→ EXERCISE
Copy every entry precisely.

→ STORED RECORDS
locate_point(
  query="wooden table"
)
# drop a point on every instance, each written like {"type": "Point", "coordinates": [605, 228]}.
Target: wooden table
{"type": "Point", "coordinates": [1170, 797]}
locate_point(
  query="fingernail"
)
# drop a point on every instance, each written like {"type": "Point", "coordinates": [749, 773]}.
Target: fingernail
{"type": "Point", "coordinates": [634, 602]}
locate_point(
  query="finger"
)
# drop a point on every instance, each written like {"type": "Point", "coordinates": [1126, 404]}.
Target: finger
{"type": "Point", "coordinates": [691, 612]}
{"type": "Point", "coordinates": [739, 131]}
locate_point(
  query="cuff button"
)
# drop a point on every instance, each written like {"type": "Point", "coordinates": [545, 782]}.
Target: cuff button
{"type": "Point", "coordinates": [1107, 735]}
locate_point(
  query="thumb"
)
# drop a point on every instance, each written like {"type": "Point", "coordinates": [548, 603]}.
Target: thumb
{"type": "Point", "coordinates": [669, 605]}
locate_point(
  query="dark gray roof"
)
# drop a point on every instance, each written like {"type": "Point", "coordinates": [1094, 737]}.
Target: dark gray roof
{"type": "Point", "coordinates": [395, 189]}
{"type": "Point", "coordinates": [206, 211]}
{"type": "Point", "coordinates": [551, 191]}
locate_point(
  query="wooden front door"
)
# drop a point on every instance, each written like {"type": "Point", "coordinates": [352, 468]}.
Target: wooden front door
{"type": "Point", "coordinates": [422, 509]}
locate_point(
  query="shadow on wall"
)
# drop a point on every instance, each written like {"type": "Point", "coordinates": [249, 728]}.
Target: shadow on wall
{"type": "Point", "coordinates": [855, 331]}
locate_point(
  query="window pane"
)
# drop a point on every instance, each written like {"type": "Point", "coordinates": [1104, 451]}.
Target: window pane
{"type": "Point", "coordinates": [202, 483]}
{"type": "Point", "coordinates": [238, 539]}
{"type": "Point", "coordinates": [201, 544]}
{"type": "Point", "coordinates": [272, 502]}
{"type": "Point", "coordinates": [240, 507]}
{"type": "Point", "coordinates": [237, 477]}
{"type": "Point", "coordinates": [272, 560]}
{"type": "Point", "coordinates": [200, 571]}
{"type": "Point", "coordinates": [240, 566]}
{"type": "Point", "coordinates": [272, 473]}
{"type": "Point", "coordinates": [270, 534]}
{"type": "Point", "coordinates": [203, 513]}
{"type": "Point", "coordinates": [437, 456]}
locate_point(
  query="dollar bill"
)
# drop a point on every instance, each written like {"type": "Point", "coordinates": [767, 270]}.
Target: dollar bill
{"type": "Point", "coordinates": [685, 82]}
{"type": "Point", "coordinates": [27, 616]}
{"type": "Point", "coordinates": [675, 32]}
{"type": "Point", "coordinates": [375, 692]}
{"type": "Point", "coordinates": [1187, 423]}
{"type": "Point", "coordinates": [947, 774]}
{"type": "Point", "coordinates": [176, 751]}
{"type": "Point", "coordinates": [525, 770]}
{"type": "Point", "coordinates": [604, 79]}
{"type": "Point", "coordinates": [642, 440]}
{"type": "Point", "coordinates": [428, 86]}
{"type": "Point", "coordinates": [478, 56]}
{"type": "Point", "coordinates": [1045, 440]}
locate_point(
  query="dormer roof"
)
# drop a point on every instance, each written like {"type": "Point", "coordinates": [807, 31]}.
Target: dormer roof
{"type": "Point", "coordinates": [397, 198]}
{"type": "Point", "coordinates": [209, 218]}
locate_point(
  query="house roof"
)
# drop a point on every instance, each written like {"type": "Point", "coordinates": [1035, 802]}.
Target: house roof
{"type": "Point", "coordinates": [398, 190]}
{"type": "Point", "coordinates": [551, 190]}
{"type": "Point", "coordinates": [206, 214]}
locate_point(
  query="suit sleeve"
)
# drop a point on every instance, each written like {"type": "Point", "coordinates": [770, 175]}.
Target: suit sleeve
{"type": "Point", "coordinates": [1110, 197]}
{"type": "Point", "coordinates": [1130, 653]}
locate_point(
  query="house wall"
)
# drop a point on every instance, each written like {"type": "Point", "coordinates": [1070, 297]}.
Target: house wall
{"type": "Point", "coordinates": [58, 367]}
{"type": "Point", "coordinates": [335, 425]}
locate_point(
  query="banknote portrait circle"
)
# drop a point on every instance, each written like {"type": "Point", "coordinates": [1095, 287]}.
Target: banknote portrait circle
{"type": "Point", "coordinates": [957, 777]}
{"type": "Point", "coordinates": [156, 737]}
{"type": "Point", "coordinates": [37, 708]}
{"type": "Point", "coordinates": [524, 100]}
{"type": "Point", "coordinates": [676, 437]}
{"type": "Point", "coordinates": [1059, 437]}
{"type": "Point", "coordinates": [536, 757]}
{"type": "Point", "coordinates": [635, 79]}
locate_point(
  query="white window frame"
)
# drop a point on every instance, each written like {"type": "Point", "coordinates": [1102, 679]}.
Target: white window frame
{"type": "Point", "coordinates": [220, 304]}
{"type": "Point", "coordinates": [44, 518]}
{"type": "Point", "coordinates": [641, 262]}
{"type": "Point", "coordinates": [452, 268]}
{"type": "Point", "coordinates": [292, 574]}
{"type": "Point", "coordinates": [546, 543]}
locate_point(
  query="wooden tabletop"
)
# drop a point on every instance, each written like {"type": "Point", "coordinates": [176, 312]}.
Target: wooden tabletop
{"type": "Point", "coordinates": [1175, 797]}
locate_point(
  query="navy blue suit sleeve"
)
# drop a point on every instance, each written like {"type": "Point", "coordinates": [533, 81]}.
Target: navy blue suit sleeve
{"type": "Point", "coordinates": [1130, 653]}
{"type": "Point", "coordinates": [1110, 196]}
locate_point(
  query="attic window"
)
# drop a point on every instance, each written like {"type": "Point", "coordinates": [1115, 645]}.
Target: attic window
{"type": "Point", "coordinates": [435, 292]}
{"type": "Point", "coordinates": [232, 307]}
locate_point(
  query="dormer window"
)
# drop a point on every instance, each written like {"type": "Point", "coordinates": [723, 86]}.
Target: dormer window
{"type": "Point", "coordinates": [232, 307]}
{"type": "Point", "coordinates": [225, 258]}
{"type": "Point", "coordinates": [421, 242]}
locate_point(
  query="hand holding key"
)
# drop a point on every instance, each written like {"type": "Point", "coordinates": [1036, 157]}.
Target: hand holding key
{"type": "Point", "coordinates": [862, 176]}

→ WRITTEN SOLUTION
locate_point(
  query="wooden table"
)
# drop a point on every instance, each written like {"type": "Point", "coordinates": [605, 228]}.
Target: wooden table
{"type": "Point", "coordinates": [1170, 797]}
locate_point(
  query="fingernail"
)
# drop a point on every instance, each written like {"type": "Point", "coordinates": [749, 773]}.
Target: fingernail
{"type": "Point", "coordinates": [634, 602]}
locate_point(
  query="finger"
)
# drop a point on every instance, each written like {"type": "Point", "coordinates": [1126, 404]}.
Target: finger
{"type": "Point", "coordinates": [691, 612]}
{"type": "Point", "coordinates": [739, 131]}
locate_point(
  query="cuff button"
)
# drop a point on every instance, each written like {"type": "Point", "coordinates": [545, 782]}.
Target: cuff button
{"type": "Point", "coordinates": [1107, 735]}
locate_point(
  query="thumb"
)
# drop a point on every instance, each written like {"type": "Point", "coordinates": [548, 603]}.
Target: thumb
{"type": "Point", "coordinates": [669, 605]}
locate_point(
  query="dark gray roof"
)
# drop a point on every instance, each written like {"type": "Point", "coordinates": [1094, 737]}.
Target: dark gray roof
{"type": "Point", "coordinates": [395, 189]}
{"type": "Point", "coordinates": [206, 211]}
{"type": "Point", "coordinates": [551, 191]}
locate_point(
  query="wooden front door"
)
# drop a point on every instance, each written like {"type": "Point", "coordinates": [352, 468]}.
Target: wooden front door
{"type": "Point", "coordinates": [422, 509]}
locate_point(
  query="shadow on wall"
)
# drop a point on every instance, each written like {"type": "Point", "coordinates": [249, 728]}.
Target: shadow on wall
{"type": "Point", "coordinates": [855, 331]}
locate_point(
  query="window pane"
)
# drop a point on every instance, each written like {"type": "Point", "coordinates": [1104, 451]}.
Target: window pane
{"type": "Point", "coordinates": [202, 483]}
{"type": "Point", "coordinates": [238, 539]}
{"type": "Point", "coordinates": [201, 544]}
{"type": "Point", "coordinates": [272, 502]}
{"type": "Point", "coordinates": [240, 507]}
{"type": "Point", "coordinates": [237, 477]}
{"type": "Point", "coordinates": [272, 560]}
{"type": "Point", "coordinates": [200, 571]}
{"type": "Point", "coordinates": [240, 566]}
{"type": "Point", "coordinates": [272, 473]}
{"type": "Point", "coordinates": [270, 534]}
{"type": "Point", "coordinates": [203, 513]}
{"type": "Point", "coordinates": [437, 456]}
locate_point(
  query="dollar bill"
)
# drop a point on every instance, each written like {"type": "Point", "coordinates": [767, 270]}.
Target: dollar bill
{"type": "Point", "coordinates": [685, 82]}
{"type": "Point", "coordinates": [27, 616]}
{"type": "Point", "coordinates": [675, 32]}
{"type": "Point", "coordinates": [375, 692]}
{"type": "Point", "coordinates": [1187, 423]}
{"type": "Point", "coordinates": [947, 774]}
{"type": "Point", "coordinates": [176, 751]}
{"type": "Point", "coordinates": [525, 770]}
{"type": "Point", "coordinates": [604, 79]}
{"type": "Point", "coordinates": [642, 440]}
{"type": "Point", "coordinates": [428, 86]}
{"type": "Point", "coordinates": [478, 56]}
{"type": "Point", "coordinates": [1045, 440]}
locate_point(
  query="dormer roof"
)
# drop a point on every instance, each written like {"type": "Point", "coordinates": [807, 31]}.
Target: dormer roof
{"type": "Point", "coordinates": [397, 198]}
{"type": "Point", "coordinates": [209, 218]}
locate_point(
  query="house roof"
)
# drop a point on every instance, each written like {"type": "Point", "coordinates": [1035, 802]}.
Target: house roof
{"type": "Point", "coordinates": [398, 190]}
{"type": "Point", "coordinates": [551, 190]}
{"type": "Point", "coordinates": [206, 214]}
locate_point(
  query="suit sleeve"
)
# drop a point on every instance, each written like {"type": "Point", "coordinates": [770, 175]}.
Target: suit sleeve
{"type": "Point", "coordinates": [1110, 197]}
{"type": "Point", "coordinates": [1130, 653]}
locate_point(
  query="house wall"
)
# drop a point on every instance, each written like {"type": "Point", "coordinates": [1070, 297]}.
Target: house wall
{"type": "Point", "coordinates": [58, 367]}
{"type": "Point", "coordinates": [335, 425]}
locate_point(
  query="banknote portrait circle"
)
# drop a point on every instance, each written like {"type": "Point", "coordinates": [1095, 287]}.
Target: banknote portrait circle
{"type": "Point", "coordinates": [957, 777]}
{"type": "Point", "coordinates": [156, 737]}
{"type": "Point", "coordinates": [37, 708]}
{"type": "Point", "coordinates": [524, 100]}
{"type": "Point", "coordinates": [676, 437]}
{"type": "Point", "coordinates": [1059, 437]}
{"type": "Point", "coordinates": [536, 757]}
{"type": "Point", "coordinates": [635, 79]}
locate_point(
  query="white window frame"
)
# drop a point on every instance, each written like {"type": "Point", "coordinates": [1102, 679]}.
Target: white window frame
{"type": "Point", "coordinates": [220, 304]}
{"type": "Point", "coordinates": [44, 518]}
{"type": "Point", "coordinates": [641, 262]}
{"type": "Point", "coordinates": [452, 268]}
{"type": "Point", "coordinates": [292, 574]}
{"type": "Point", "coordinates": [546, 543]}
locate_point(
  query="wooden tabletop"
)
# drop a point on every instance, each written like {"type": "Point", "coordinates": [176, 312]}.
Target: wooden tabletop
{"type": "Point", "coordinates": [1175, 797]}
locate_point(
  query="navy blue suit sleeve"
)
# drop a point on every instance, each written like {"type": "Point", "coordinates": [533, 81]}.
Target: navy blue suit sleeve
{"type": "Point", "coordinates": [1130, 653]}
{"type": "Point", "coordinates": [1110, 196]}
locate_point(
  query="attic window"
)
# drop a point on every instance, each written like {"type": "Point", "coordinates": [1115, 645]}.
Target: attic window
{"type": "Point", "coordinates": [435, 292]}
{"type": "Point", "coordinates": [232, 307]}
locate_point(
  query="dormer window"
)
# drop a point on every instance, each written like {"type": "Point", "coordinates": [723, 86]}.
Target: dormer window
{"type": "Point", "coordinates": [232, 307]}
{"type": "Point", "coordinates": [225, 258]}
{"type": "Point", "coordinates": [421, 242]}
locate_point(
  query="hand holding key"
)
# drop a point on every instance, each written like {"type": "Point", "coordinates": [1036, 157]}.
Target: hand holding key
{"type": "Point", "coordinates": [862, 176]}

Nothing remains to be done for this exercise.